- Short exercise -
Output as a JSON list of strings each line of the listing from its first line through the line that contains "46, 75, 132, 150", one string per line and no blank lines.
--- start Data shown ---
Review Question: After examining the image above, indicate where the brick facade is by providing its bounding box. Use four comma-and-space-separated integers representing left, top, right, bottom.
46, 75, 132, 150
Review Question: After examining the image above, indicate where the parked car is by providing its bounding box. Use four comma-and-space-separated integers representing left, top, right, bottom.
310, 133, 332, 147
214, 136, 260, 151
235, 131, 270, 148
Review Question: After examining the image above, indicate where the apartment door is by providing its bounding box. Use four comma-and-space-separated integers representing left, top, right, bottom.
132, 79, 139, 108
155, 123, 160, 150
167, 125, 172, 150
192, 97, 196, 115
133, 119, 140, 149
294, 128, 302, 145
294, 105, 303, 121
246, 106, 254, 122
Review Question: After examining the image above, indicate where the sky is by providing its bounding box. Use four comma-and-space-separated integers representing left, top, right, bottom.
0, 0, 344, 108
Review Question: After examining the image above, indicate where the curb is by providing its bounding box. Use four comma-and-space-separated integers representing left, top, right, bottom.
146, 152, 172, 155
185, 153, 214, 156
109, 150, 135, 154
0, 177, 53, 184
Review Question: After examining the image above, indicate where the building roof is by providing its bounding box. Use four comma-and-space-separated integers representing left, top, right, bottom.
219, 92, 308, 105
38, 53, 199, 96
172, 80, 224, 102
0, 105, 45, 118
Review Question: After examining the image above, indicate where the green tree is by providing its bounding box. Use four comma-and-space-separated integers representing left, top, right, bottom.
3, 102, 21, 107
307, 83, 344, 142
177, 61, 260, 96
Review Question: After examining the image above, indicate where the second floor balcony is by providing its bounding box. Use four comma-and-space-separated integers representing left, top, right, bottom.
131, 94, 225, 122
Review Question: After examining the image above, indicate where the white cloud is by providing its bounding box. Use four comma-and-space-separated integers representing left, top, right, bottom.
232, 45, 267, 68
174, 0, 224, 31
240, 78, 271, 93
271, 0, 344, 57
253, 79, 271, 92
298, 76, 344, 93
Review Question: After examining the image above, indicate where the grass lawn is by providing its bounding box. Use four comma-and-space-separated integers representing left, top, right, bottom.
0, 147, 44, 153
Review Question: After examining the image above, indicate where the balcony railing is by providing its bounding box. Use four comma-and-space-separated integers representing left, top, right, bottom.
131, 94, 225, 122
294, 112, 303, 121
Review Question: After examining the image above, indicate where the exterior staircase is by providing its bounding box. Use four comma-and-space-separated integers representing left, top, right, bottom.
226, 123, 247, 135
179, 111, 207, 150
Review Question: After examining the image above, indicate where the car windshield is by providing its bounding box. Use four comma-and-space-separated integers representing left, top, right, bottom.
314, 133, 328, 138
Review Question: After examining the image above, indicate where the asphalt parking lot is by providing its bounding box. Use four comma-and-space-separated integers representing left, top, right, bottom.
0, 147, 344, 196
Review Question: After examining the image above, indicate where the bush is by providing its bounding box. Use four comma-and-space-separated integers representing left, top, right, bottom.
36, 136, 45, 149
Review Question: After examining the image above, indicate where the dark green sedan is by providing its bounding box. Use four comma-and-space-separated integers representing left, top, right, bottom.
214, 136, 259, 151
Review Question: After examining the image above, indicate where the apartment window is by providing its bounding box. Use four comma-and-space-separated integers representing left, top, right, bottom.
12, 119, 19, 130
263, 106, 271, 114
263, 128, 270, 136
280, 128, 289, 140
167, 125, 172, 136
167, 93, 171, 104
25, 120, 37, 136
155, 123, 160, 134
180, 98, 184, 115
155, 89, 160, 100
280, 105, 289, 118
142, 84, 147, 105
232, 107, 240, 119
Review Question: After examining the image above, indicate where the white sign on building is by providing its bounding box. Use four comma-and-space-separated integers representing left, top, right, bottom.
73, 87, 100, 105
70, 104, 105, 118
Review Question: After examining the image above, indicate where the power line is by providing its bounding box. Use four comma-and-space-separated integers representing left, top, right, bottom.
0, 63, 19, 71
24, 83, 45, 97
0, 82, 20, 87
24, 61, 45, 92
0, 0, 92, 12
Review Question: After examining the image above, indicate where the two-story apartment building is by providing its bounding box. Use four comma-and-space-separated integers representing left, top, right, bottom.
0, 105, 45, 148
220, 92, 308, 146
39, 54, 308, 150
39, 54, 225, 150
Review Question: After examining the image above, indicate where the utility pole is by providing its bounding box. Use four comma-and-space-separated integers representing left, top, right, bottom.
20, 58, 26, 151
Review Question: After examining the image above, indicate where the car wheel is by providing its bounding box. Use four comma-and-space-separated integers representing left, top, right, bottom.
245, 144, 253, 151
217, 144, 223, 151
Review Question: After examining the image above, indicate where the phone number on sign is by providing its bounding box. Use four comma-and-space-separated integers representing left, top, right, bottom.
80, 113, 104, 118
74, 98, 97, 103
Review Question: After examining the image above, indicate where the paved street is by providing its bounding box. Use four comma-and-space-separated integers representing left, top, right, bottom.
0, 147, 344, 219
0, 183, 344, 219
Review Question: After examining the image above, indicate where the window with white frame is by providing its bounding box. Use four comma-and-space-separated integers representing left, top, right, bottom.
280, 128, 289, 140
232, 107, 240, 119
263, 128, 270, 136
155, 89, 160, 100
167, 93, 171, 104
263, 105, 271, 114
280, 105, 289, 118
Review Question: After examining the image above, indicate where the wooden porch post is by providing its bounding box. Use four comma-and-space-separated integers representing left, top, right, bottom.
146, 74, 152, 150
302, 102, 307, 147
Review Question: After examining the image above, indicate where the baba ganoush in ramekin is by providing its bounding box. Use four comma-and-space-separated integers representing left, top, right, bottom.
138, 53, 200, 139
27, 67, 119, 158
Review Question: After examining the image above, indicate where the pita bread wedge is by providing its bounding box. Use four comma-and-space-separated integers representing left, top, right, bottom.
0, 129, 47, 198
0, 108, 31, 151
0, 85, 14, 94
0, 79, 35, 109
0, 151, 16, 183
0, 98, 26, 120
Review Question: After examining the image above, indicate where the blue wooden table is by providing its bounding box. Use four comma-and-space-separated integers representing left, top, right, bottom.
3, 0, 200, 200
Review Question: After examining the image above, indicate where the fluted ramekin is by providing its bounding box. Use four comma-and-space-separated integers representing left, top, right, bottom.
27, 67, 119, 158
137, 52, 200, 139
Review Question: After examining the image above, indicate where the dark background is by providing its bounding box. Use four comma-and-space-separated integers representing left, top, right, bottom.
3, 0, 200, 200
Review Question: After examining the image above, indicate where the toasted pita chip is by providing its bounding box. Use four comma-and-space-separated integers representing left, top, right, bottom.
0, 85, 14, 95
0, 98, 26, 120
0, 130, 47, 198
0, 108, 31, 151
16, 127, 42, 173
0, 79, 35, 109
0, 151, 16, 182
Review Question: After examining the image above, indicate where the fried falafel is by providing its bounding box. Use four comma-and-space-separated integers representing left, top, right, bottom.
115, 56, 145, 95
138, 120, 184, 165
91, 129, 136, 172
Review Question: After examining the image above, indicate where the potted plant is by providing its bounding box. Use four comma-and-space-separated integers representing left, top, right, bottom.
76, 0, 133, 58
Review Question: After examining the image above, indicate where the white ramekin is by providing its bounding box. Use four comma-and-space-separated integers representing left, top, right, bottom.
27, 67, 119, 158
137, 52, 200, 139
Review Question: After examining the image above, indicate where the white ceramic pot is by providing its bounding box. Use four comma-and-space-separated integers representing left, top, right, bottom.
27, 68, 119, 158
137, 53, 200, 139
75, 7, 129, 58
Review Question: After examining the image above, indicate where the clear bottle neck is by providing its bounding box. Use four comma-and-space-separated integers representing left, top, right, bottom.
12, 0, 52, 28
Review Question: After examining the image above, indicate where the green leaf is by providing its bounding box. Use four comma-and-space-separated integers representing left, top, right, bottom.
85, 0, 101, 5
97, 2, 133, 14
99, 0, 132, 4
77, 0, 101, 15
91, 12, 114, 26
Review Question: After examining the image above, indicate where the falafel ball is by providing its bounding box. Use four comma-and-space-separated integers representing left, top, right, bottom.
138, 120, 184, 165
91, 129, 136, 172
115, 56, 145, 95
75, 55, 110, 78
--- end Data shown ---
- Answer to this task -
[
  "Review Question: After examining the image above, indicate where the brick facade is by providing its bounding box. Use four comma-and-space-separated integers representing left, top, right, bottom.",
  "46, 75, 132, 150"
]